**Data entries**
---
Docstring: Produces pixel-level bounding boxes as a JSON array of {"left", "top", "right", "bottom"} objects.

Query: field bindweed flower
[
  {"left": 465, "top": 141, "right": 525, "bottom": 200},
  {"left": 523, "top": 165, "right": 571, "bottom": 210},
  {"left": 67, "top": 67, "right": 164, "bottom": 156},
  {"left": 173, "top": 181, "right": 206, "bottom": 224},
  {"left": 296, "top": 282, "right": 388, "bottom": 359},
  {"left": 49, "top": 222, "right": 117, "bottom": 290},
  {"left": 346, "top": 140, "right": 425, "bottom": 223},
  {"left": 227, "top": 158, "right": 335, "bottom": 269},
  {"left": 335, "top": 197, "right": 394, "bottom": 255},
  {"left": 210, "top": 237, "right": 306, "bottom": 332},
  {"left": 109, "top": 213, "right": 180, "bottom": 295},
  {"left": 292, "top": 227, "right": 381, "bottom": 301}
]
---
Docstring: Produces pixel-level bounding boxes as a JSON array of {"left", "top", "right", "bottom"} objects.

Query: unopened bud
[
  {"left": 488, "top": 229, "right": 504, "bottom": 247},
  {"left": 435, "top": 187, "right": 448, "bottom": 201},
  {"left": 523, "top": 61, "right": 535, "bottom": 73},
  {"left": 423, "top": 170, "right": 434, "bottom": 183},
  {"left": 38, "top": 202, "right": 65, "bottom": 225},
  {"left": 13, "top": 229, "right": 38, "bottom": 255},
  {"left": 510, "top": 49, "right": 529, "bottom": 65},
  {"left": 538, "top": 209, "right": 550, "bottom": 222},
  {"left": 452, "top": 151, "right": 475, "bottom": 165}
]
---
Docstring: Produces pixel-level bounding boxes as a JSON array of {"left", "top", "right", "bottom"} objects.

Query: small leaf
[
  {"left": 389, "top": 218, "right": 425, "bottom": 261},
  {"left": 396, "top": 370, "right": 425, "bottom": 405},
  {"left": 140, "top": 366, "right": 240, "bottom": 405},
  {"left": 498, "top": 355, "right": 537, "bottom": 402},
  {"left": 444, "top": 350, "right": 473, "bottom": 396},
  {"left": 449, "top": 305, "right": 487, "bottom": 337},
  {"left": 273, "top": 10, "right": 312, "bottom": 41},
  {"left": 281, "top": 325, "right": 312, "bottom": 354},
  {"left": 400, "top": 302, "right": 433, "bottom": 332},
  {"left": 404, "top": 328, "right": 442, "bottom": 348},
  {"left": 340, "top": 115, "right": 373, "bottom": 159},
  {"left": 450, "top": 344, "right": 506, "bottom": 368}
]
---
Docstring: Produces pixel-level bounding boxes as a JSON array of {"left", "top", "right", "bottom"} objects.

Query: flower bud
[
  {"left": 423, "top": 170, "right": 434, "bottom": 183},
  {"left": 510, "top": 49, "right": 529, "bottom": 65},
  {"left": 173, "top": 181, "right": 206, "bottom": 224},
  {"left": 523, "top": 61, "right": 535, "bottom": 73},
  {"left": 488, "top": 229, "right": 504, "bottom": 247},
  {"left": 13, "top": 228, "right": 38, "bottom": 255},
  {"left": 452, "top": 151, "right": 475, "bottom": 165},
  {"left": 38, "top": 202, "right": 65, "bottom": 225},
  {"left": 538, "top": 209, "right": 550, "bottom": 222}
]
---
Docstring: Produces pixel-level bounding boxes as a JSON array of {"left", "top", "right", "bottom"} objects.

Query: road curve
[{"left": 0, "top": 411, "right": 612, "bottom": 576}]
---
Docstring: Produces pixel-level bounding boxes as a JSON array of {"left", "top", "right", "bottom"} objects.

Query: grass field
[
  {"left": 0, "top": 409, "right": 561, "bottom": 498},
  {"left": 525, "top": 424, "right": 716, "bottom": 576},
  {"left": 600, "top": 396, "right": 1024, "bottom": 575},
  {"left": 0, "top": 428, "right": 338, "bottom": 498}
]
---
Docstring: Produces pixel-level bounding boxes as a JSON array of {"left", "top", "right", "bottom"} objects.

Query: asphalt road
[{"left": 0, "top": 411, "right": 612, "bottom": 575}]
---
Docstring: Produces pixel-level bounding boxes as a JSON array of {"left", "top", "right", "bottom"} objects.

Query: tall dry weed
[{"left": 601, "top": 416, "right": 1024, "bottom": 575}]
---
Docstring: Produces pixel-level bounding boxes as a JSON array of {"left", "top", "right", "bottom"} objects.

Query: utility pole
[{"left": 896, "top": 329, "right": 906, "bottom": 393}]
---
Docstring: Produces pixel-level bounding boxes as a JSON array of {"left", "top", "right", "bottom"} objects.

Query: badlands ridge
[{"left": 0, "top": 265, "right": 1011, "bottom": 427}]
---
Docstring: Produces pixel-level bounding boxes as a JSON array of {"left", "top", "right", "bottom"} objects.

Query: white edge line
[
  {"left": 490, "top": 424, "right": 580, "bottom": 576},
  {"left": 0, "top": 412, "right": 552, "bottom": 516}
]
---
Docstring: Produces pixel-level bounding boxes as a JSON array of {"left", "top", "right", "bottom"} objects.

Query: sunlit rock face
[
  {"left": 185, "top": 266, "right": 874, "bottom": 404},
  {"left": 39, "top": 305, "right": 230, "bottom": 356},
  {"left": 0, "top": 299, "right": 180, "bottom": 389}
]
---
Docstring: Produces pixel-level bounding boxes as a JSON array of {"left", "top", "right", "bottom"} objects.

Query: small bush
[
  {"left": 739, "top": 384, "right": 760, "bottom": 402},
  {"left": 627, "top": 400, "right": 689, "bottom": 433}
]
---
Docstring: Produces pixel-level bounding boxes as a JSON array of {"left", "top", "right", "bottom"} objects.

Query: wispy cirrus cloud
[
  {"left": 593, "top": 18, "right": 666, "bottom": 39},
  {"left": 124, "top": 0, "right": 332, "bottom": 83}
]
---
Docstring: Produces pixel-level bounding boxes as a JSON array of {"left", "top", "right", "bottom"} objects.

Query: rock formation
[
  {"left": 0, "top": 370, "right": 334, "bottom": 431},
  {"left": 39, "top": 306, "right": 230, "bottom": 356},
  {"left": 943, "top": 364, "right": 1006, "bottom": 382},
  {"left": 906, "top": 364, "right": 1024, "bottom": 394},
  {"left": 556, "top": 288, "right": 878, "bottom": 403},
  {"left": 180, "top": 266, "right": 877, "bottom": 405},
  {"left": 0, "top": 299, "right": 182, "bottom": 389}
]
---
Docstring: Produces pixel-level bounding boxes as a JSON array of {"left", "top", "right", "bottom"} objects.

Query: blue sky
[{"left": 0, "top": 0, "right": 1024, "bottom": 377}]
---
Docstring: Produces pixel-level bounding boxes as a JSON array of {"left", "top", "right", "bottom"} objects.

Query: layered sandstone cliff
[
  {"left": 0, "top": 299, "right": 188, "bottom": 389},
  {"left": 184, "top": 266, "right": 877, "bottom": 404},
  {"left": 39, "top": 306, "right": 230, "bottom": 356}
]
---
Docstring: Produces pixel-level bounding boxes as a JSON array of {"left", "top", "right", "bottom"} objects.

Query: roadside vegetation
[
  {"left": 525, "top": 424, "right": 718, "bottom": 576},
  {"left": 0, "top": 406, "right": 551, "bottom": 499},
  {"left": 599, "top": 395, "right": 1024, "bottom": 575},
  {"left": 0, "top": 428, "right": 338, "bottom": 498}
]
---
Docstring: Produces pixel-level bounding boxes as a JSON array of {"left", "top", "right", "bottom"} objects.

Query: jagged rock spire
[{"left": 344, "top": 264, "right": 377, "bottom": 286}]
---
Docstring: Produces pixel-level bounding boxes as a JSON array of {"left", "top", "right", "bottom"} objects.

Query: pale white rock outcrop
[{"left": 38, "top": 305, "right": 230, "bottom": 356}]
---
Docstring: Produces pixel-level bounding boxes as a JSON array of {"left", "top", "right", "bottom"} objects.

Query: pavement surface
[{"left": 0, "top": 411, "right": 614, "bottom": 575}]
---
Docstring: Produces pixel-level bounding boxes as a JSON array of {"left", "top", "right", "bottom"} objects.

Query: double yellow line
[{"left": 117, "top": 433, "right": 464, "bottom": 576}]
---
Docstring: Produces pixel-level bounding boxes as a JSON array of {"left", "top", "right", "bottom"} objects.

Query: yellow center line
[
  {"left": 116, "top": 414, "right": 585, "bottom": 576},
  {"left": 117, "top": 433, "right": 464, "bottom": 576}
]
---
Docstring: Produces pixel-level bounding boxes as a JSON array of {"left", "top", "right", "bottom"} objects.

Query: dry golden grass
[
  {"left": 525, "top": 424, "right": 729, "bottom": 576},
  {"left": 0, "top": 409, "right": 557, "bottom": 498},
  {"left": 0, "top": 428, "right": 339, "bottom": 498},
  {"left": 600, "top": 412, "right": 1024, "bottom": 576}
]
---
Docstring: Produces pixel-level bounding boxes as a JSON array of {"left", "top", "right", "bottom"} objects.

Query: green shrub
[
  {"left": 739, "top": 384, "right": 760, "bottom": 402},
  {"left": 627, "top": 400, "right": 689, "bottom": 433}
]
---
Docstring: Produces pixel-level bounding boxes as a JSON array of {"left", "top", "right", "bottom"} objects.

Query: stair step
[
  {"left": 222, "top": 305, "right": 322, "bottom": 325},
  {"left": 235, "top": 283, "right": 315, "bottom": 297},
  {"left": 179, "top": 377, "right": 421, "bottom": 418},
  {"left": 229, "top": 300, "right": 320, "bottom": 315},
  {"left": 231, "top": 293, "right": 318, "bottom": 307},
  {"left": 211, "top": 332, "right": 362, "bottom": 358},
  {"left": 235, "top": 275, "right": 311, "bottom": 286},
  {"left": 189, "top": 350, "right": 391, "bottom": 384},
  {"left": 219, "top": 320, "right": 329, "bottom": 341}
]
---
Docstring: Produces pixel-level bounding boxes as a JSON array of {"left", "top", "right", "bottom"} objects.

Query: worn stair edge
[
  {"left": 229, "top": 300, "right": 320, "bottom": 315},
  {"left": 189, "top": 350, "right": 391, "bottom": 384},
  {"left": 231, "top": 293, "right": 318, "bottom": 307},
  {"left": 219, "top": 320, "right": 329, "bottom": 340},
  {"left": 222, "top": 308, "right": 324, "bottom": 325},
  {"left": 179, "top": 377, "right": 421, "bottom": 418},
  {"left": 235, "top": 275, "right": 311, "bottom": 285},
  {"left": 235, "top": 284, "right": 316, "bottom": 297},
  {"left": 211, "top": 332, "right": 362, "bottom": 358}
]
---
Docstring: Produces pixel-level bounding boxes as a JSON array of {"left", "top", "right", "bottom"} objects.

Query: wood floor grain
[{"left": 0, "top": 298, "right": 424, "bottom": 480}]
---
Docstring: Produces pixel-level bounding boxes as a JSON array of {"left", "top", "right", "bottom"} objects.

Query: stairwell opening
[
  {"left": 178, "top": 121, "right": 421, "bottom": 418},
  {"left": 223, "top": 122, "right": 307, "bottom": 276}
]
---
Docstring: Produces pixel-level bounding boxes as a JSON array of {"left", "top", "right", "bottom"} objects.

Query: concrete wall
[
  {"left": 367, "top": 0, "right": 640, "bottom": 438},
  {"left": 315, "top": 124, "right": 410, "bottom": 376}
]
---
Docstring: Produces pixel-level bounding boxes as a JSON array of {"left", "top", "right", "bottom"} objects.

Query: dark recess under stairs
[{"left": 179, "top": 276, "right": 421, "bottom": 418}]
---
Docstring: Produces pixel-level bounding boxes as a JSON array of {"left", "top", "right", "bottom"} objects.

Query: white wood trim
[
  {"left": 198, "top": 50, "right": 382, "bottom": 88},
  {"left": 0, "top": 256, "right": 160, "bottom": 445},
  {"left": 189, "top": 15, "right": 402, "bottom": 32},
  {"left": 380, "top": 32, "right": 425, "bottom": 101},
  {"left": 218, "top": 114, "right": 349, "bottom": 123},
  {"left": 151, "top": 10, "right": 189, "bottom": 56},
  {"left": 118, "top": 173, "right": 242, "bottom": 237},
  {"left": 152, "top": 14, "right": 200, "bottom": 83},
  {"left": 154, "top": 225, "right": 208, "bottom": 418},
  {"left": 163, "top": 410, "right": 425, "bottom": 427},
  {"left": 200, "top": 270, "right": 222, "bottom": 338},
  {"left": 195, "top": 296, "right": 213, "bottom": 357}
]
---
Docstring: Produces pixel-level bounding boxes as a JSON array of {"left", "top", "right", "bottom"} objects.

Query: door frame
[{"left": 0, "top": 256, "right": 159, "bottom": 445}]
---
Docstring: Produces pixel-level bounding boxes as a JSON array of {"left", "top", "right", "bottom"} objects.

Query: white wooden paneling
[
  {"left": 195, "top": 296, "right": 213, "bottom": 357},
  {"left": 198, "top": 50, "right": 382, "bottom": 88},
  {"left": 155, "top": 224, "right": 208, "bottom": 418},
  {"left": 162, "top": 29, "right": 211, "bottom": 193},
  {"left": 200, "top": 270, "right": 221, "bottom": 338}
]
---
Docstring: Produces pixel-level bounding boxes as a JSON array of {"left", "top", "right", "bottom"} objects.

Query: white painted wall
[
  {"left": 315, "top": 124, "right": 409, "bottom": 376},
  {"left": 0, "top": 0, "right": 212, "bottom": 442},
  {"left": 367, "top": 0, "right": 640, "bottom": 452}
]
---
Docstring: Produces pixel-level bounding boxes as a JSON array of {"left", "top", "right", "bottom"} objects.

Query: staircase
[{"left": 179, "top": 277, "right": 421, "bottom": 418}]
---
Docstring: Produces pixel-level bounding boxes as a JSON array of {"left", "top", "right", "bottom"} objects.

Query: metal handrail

**Exercise brief**
Identify each line of the data above that contains the word "white" and copy those lines.

**Complete response**
Query: white edge line
Query: pale white rock outcrop
Query: white wood trim
Query: white wooden paneling
Query: white painted wall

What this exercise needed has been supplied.